EXERCISE: Present every line of the items below as a Markdown table with two columns, "Row" for a running number and "Item line" for the line itself, omitting any blank lines.

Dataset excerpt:
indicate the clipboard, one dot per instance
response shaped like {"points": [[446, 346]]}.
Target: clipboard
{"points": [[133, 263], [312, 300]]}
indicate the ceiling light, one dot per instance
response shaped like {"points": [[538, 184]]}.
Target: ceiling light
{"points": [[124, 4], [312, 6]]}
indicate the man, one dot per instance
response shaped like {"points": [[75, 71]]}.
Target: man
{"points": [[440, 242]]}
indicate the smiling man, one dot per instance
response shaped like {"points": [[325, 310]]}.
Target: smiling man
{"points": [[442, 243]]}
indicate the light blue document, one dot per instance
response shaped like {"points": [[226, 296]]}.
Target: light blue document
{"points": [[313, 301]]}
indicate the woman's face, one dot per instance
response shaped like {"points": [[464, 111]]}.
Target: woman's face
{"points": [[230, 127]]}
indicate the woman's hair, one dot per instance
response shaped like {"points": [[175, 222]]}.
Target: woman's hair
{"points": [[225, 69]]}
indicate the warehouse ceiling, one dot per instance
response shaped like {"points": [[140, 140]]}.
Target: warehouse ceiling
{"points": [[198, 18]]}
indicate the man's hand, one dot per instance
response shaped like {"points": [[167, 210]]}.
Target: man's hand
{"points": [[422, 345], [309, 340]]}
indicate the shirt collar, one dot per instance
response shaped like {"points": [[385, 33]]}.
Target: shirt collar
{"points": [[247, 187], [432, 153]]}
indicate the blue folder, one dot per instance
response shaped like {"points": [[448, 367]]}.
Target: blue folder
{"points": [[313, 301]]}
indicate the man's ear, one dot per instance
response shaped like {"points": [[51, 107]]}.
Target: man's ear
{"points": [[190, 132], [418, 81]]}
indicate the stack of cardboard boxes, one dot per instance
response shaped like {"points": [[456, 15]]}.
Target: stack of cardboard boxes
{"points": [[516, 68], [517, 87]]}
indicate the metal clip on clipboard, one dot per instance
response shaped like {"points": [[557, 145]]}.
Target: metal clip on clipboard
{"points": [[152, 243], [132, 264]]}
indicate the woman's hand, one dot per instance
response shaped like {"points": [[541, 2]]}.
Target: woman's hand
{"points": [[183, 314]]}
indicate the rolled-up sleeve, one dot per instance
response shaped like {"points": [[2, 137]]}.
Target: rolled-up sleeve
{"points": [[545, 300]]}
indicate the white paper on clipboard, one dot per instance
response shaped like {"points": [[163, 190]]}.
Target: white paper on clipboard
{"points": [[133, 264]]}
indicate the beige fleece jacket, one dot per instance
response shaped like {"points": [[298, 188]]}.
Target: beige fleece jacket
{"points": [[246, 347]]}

REPLY TO THE EXERCISE:
| Row | Item line |
|---|---|
| 1 | indicate the clipboard, one dot per instance |
| 2 | response shaped like {"points": [[446, 346]]}. |
| 3 | Target: clipboard |
| 4 | {"points": [[133, 263], [312, 300]]} |
| 5 | indicate the ceiling light, one dot per instance |
| 6 | response shaped like {"points": [[538, 184]]}. |
| 7 | Target: ceiling light |
| 8 | {"points": [[124, 4], [312, 6]]} |
| 9 | indicate the man, one dot per instance |
| 10 | response shaped like {"points": [[75, 71]]}. |
| 11 | Target: man |
| 12 | {"points": [[440, 242]]} |
| 13 | indicate the smiling man, one dot per instance |
| 14 | response shaped like {"points": [[325, 310]]}. |
| 15 | Target: smiling man |
| 16 | {"points": [[442, 243]]} |
| 17 | indicate the light blue document, one dot per instance |
| 18 | response shaped like {"points": [[226, 296]]}. |
| 19 | Target: light blue document |
| 20 | {"points": [[313, 301]]} |
| 21 | indicate the woman's face, one dot per instance |
| 22 | response shaped like {"points": [[464, 111]]}. |
| 23 | Target: woman's face |
| 24 | {"points": [[230, 127]]} |
| 25 | indicate the woman's hair, one dot per instance |
| 26 | response shaped like {"points": [[175, 222]]}. |
| 27 | Target: woman's hair |
| 28 | {"points": [[225, 69]]} |
| 29 | indicate the warehouse ceiling, one dot per instance |
| 30 | response shaped like {"points": [[140, 140]]}. |
| 31 | Target: warehouse ceiling |
| 32 | {"points": [[198, 18]]} |
| 33 | indicate the man's hand, one dot per instance |
| 34 | response shaped like {"points": [[167, 210]]}. |
| 35 | Target: man's hand |
| 36 | {"points": [[422, 345], [309, 340]]} |
| 37 | indicate the shirt collar, one dot per instance |
| 38 | response shaped like {"points": [[385, 33]]}. |
| 39 | Target: shirt collar |
| 40 | {"points": [[247, 187], [432, 153]]} |
| 41 | indicate the blue folder, one dot per instance |
| 42 | response shaped like {"points": [[448, 367]]}. |
| 43 | Target: blue folder |
| 44 | {"points": [[313, 301]]} |
| 45 | indicate the man's ear, one dot per instance |
| 46 | response shaped like {"points": [[51, 107]]}. |
| 47 | Target: man's ear |
| 48 | {"points": [[190, 132], [418, 81]]} |
| 49 | indicate the stack of cardboard boxes, one dot per instance |
| 50 | response shaped like {"points": [[456, 15]]}. |
| 51 | Target: stack of cardboard boxes |
| 52 | {"points": [[516, 68], [517, 87]]} |
| 53 | indicate the metal clip on clipboard, one dot per instance |
| 54 | response shaped like {"points": [[557, 145]]}. |
| 55 | Target: metal clip on clipboard |
| 56 | {"points": [[152, 243], [132, 264]]} |
| 57 | indicate the woman's hand, one dot per instance |
| 58 | response shaped like {"points": [[541, 2]]}. |
| 59 | Target: woman's hand |
| 60 | {"points": [[183, 314]]} |
| 61 | indicate the rolled-up sleeve, one dot per instance |
| 62 | response shaped like {"points": [[2, 137]]}. |
| 63 | Target: rolled-up sleeve |
| 64 | {"points": [[545, 300]]} |
| 65 | indicate the white paper on clipboard, one dot per instance |
| 66 | response shaped like {"points": [[163, 190]]}. |
| 67 | Target: white paper on clipboard |
| 68 | {"points": [[133, 264]]} |
| 69 | indicate the beige fleece jacket, one dot per instance |
| 70 | response shaped like {"points": [[298, 188]]}. |
| 71 | Target: beige fleece jacket |
| 72 | {"points": [[246, 347]]} |